EXERCISE REQUIREMENTS.
• 1. In the Bullard weekend post:
(a) What date does the post carry?
(b) What is the title of the John Keats poem quoted in it?
(c) What was the name of the art show the writer set up a display for?
• 2. Could you repeat, word for word, the part of the Bullard weekend post that opens with the words containing "Its loveliness increases;" and closes with "and quiet breathing."?
• 3. Can you finish out the next part of the Bullard weekend post, picking up after its final sentence?

EXERCISE PASSAGE.
*****

I paint in order to remember.

I journal when I feel alone.

I blog to remind myself that I am never alone.

Reminiscence over the Delicious Weekend Escape

November 2, 2014

Grateful for Athens, Texas, when Greece is too Far Away

Grateful for Athens, Texas, when Greece is too Far Away

A thing of beauty is a joy for ever:

Its loveliness increases; it will never

Pass into nothingness; but still will keep

A bower quiet for us, and a sleep

Full of sweet dreams, and health, and quiet breathing.

John Keats, “Endymion”

Pausing in the midst of this chilly Texas Sunday evening to reflect over the past several days has led me to the conclusion that the only way I survived the grind of a very difficult school week was believing that a respite awaited me over the weekend.  I would not be disappointed.  As soon as school ended Friday, I pointed my loaded vehicle east for the two-hour-plus drive to Bullard, Texas, delighting in the sights of Arlington and Dallas fading in my rearview mirror.  As I drove along, all I could hear in my memory were the songs played during some impromptu jam sessions played by my students in my classroom earlier that morning:

“a thing of beauty is a joy forever: its loveliness increases . . .”

I arrived at the Family Center of the First United Methodist Church in Bullard (south of Tyler, Texas) and promptly began unloading and setting up my art display for the 7th Annual Genny Wood Art Show to open the following morning.

Once I completed my set up, I was exhausted to the bone, and exited the building.  Once outside, I surprised at the beauty of the cold night air that greeted me.  Autumn had finally arrived in Texas, my short-sleeved T-shirt was insufficient for keeping my body warm, and I retrieved a leather jacket from the Jeep and walked with serene contentment down the darkened streets, watching Halloween Trick-or-Treaters moving along the shadows, laughing and calling out to one another, always with attendant parents in tow.  It was shaping up to be a most satisfying Friday night in Bullard, Texas, and I felt I needed to treat myself to barbecue at Ribmasters just down the main drag.

*****

Stored data entries.
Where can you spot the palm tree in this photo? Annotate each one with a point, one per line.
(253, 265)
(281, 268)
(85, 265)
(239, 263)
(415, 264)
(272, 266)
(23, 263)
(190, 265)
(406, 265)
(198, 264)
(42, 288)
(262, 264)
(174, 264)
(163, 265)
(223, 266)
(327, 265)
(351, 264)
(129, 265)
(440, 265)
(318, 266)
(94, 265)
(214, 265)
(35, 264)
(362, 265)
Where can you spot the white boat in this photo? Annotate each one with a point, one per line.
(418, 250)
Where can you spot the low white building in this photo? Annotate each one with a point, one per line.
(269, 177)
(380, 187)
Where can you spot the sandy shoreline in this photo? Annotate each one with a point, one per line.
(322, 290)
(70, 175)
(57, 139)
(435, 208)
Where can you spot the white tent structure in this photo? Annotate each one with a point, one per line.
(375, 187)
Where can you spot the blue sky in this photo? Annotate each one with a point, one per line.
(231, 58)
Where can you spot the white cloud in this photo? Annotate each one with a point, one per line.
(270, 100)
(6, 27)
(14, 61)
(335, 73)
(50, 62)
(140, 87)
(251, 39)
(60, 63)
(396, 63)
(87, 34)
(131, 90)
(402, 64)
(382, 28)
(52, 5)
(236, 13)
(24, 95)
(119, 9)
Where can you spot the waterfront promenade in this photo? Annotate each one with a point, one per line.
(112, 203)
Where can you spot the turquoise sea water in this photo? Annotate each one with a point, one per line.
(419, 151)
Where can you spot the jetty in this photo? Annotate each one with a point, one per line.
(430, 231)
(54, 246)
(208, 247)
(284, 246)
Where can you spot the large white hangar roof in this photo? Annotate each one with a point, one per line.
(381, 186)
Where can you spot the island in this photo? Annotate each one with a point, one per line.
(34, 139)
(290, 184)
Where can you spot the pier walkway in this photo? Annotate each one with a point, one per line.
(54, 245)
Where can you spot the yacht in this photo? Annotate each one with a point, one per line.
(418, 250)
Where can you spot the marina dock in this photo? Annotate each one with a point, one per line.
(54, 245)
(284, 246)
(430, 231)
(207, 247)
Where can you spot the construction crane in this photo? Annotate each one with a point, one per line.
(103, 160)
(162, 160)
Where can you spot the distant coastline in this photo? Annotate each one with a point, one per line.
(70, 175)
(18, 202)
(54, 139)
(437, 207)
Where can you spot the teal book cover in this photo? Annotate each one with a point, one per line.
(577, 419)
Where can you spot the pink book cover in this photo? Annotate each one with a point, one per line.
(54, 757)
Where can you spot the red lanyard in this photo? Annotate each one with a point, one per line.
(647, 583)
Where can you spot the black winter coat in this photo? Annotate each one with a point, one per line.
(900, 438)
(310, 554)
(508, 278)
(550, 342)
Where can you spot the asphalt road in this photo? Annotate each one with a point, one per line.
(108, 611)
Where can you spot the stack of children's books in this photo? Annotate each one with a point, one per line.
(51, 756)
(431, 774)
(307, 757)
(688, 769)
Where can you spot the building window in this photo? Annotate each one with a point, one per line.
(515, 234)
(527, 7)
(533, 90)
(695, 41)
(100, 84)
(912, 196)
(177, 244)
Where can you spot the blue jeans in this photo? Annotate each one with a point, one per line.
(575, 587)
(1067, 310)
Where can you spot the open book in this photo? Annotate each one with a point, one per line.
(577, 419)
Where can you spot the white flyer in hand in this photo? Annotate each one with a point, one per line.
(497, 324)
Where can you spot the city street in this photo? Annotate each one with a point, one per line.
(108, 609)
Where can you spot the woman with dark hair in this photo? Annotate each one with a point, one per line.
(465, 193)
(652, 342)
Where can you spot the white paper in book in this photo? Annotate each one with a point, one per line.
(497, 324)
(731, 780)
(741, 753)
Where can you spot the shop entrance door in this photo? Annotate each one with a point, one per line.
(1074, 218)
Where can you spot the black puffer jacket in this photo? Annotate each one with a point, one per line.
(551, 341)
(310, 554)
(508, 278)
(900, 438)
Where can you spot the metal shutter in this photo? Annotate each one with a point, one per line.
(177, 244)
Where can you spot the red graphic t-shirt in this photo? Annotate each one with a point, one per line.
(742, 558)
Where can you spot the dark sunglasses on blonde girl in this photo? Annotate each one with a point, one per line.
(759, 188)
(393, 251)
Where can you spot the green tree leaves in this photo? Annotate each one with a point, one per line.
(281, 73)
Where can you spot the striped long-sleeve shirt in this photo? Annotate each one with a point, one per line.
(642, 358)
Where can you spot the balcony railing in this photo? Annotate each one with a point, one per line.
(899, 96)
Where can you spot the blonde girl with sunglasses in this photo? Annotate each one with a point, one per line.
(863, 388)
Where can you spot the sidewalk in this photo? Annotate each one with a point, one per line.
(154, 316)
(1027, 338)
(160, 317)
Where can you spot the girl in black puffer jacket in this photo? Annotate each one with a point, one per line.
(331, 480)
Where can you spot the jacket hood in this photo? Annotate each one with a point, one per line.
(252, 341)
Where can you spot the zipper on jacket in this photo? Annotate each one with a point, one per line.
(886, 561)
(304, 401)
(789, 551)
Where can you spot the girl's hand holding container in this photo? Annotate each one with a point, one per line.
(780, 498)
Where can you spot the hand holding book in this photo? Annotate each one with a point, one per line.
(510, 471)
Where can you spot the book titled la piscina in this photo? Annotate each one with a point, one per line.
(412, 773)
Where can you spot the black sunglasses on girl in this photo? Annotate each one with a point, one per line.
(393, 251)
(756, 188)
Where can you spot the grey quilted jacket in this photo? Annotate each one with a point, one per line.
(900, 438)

*****

RESPONSE LIST.
• 1.
(a) November 2, 2014
(b) "Endymion"
(c) The 7th Annual Genny Wood Art Show

• 2.
Its loveliness increases; it will never

Pass into nothingness; but still will keep

A bower quiet for us, and a sleep

Full of sweet dreams, and health, and quiet breathing.

• 3.
Dear friends of mine from Athens, Texas (an hour away) always reserve a bed for me to stay the night when I’m in east Texas.  How grateful I was that night when my head hit the pillow at 9:33 p.m.  I know I was asleep within five minutes.  The night before, I had stayed up, making preparations for the show until 1:30 a.m., and then rose at 6:00 to teach school, then hit the road for the weekend art show.  I was ready for lights out.

Waking Saturday before the 6:00 alarm, I was stirred to alertness by the 39-degree temperature outside.  I shivered as I walked to my Jeep and began the one-hour drive back to Bullard for a 9:00 opening.  The show this year was the best I have seen over the past few years that I participated, and I found such wonderful kindred spirits among several oil painters, watercolorists, draftsman, and even a retired sign painter.  We chatted throughout the seven-hour day, exchanging ideas and enjoying one another’s company.  The conversations with the patrons were also filled with reward, and I picked up a plethora of tips of small towns and settings that I can sketch and paint in my future.  The day was packed with satisfying conversation, art sales and all-around good feelings of affirmation.  I love it when the art world brings that into my life, especially coming off a hard week at work.

Once the show ended my art was loaded back into my vehicle, I returned to the home of my dear friends in Athens for more wonderful conversation and another delicious night’s sleep.  Daylight Savings Time added an hour to my sleep cycle, and I awoke this morning feeling better than I have in weeks.  After a few more hours with my friends, I hit the road for the return home, a happy man.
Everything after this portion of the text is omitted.